→ **SOURCE**
'''
Abdullah Al-Ouda (عبد الله العودة) is a legal scholar from Saudi Arabia. He currently holds the position of director of research for the Gulf Region at Democracy for the Arab World Now and is one of the co-founders of the Saudi National Assembly Party. Alaoudh has been actively involved in advocating for democracy and human rights in Saudi Arabia as a signatory to the Saudi People's Vision for Reform, which outlines a blueprint for these principles in the country.

== Family background ==
Abdullah Al-Ouda was born to Salman Al-Ouda who belonged to the Al-Ouda branch of the aristocratic Bani Khalid. The Bani Khalid had an established Emirate in the Eastern region of the Arabian Peninsula, with control from the town of Kuwait to the Najd during the 17th and 18th centuries before their fall to the Al-Saud Dynasty from the Bani Hanifa.

==Education==
Abdullah Al-Ouda pursued his LL.M. and S.J.D. degrees from the University of Pittsburgh School of Law. His doctoral research focused on the role of religious institutions in post-revolutionary Arab countries and their significance in the transition to democracy. Prior to this, he completed his bachelor's degree in Islamic law from Qassim University.

==Career==
In his academic career, Al-Ouda has held various prestigious positions. He was a Sponsored University Associate and Former Senior Fellow at the Alwaleed Center for Muslim-Christian Understanding, located within the Edmund A. Walsh School of Foreign Service at Georgetown University. Additionally, he served as a fellow at the Yaqeen Institute. During 2017–2018, he was a Research Scholar in Law and an Islamic Law & Civilization Research Fellow at Yale Law School.
'''
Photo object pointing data
'''
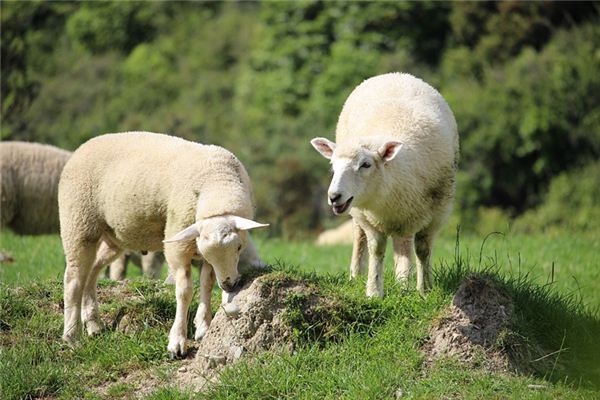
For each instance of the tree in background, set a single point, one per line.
(263, 78)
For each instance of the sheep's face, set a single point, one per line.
(353, 171)
(220, 240)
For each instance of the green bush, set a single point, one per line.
(572, 203)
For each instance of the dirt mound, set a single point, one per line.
(273, 310)
(471, 326)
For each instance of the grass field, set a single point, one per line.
(554, 281)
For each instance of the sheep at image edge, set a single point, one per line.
(133, 190)
(394, 167)
(29, 191)
(30, 173)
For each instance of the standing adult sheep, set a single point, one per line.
(133, 190)
(394, 167)
(30, 173)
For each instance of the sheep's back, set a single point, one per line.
(400, 106)
(133, 182)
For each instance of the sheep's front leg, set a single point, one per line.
(359, 245)
(117, 270)
(183, 291)
(403, 259)
(376, 245)
(204, 313)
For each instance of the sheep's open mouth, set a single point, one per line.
(339, 209)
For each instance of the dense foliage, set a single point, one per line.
(523, 79)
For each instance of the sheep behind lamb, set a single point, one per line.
(30, 173)
(394, 167)
(133, 190)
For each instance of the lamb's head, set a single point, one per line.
(355, 168)
(220, 240)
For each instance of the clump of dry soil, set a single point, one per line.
(263, 322)
(471, 326)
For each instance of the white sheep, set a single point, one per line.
(339, 235)
(394, 167)
(30, 173)
(130, 191)
(29, 191)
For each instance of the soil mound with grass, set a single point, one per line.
(471, 327)
(275, 310)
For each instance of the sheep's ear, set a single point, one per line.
(323, 146)
(244, 224)
(191, 232)
(389, 150)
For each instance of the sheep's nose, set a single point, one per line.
(333, 197)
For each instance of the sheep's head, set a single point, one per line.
(354, 168)
(220, 240)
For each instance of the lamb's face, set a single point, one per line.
(220, 240)
(221, 243)
(351, 179)
(354, 170)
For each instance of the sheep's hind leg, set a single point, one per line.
(403, 259)
(117, 270)
(151, 264)
(106, 253)
(376, 243)
(359, 247)
(79, 260)
(204, 314)
(423, 245)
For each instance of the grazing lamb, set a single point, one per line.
(130, 191)
(394, 167)
(30, 173)
(339, 235)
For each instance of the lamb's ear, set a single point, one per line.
(389, 150)
(244, 224)
(323, 146)
(191, 232)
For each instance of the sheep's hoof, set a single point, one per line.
(232, 310)
(200, 332)
(374, 294)
(93, 328)
(177, 348)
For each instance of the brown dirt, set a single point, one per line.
(470, 328)
(260, 325)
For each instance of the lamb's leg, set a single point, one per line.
(423, 245)
(107, 252)
(359, 246)
(117, 270)
(181, 268)
(403, 258)
(79, 259)
(151, 264)
(376, 244)
(204, 314)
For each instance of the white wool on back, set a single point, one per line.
(131, 184)
(418, 182)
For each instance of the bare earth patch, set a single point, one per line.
(470, 328)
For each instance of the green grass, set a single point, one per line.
(375, 361)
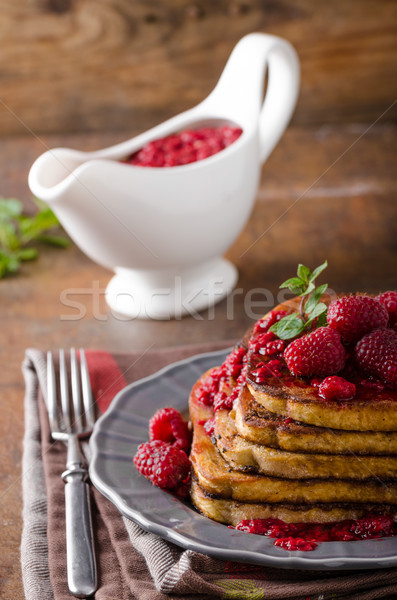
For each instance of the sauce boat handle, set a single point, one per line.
(239, 90)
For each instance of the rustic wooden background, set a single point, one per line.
(88, 73)
(124, 65)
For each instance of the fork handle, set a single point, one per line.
(81, 566)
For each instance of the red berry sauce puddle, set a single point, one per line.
(186, 147)
(306, 536)
(267, 364)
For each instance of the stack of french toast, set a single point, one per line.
(268, 444)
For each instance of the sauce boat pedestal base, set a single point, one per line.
(163, 295)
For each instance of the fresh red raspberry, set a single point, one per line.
(164, 465)
(209, 387)
(274, 316)
(260, 340)
(222, 401)
(234, 362)
(376, 355)
(354, 316)
(336, 388)
(389, 301)
(267, 344)
(168, 425)
(209, 426)
(293, 544)
(317, 353)
(267, 370)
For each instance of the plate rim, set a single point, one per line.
(287, 560)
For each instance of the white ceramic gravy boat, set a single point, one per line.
(163, 231)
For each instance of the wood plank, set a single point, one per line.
(84, 66)
(348, 214)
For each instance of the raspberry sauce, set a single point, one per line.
(306, 536)
(186, 147)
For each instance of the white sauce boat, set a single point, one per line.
(163, 231)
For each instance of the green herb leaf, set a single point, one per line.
(318, 270)
(309, 289)
(54, 240)
(10, 207)
(288, 327)
(304, 273)
(18, 231)
(8, 235)
(295, 285)
(27, 254)
(314, 298)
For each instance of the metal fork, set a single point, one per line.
(70, 422)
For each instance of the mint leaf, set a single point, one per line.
(295, 285)
(8, 236)
(27, 254)
(320, 309)
(318, 270)
(304, 273)
(288, 327)
(18, 231)
(310, 288)
(10, 207)
(314, 298)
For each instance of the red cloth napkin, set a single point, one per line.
(134, 564)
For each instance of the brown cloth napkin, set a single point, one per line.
(134, 564)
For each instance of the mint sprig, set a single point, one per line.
(310, 308)
(20, 233)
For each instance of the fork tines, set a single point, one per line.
(78, 416)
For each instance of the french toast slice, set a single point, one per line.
(296, 397)
(216, 477)
(257, 424)
(231, 512)
(250, 456)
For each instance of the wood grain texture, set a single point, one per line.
(94, 65)
(325, 192)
'''
→ **THINGS TO DO**
**A.** According to the Al-Ouda biography, at which university did he complete his bachelor's degree in Islamic law?
**B.** Reproduce the Al-Ouda biography from "Abdullah Al-Ouda (عبد" up to and including "in the country.", changing "blueprint" to "framework".
**C.** Write the next part of the Al-Ouda biography, picking up after its last sentence.
The data above are separate material, unrelated to the Al-Ouda biography.

→ **ANSWERS GIVEN**
**A.** He completed it at Qassim University.

**B.**
Abdullah Al-Ouda (عبد الله العودة) is a legal scholar from Saudi Arabia. He currently holds the position of director of research for the Gulf Region at Democracy for the Arab World Now and is one of the co-founders of the Saudi National Assembly Party. Alaoudh has been actively involved in advocating for democracy and human rights in Saudi Arabia as a signatory to the Saudi People's Vision for Reform, which outlines a framework for these principles in the country.

**C.**
==Personal life==
Abdullah Al-Ouda is the son of Salman Al-Ouda, a scholar of Islamic law in Saudi Arabia known for his reformist views.

==Advocacy for his father==
His father has been in solitary confinement since his arrest on 10 September 2017. The reason for his arrest was an expression of his desire for reconciliation between Saudi Arabia and Qatar, which he conveyed through a tweet. Following his arrest, Saudi authorities held him without any formal charges for a year. However, Attorney General Saud Al Mojeb of Saudi Arabia is seeking the death penalty for Salman Al-Ouda based on 37 charges.

Abdullah Al-Ouda has contributed articles to various international publications, including The Guardian, where he advocates for international pressure to halt his father's execution, as he views it as an act of "state-sanctioned murder." Additionally, he has publicly voiced concerns about the mistreatment his father endured while in detention and has been a vocal advocate for his father's release.